>>>

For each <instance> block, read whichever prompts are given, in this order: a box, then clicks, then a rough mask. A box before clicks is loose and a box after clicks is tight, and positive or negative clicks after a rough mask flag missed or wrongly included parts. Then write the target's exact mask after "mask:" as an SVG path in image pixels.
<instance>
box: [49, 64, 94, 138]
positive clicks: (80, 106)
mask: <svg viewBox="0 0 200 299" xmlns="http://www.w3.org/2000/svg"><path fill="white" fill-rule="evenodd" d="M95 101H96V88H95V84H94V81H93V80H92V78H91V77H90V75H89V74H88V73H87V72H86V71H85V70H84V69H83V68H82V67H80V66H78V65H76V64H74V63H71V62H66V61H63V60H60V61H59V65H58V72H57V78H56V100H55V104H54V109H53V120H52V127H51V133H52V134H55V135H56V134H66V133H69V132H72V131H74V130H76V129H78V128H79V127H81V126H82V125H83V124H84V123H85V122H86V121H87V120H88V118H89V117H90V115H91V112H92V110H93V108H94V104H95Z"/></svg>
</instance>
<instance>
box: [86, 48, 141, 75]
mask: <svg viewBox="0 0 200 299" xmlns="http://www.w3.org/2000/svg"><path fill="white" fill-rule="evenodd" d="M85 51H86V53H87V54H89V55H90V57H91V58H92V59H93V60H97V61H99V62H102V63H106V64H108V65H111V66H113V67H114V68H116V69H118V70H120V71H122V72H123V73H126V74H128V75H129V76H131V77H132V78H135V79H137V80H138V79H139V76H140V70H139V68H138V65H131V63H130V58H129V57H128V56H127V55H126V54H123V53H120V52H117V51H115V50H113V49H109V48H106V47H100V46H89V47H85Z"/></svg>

<<<

What you should do:
Tally how many lines of the data include the word "instance". Write the number and nothing else.

Written solution:
4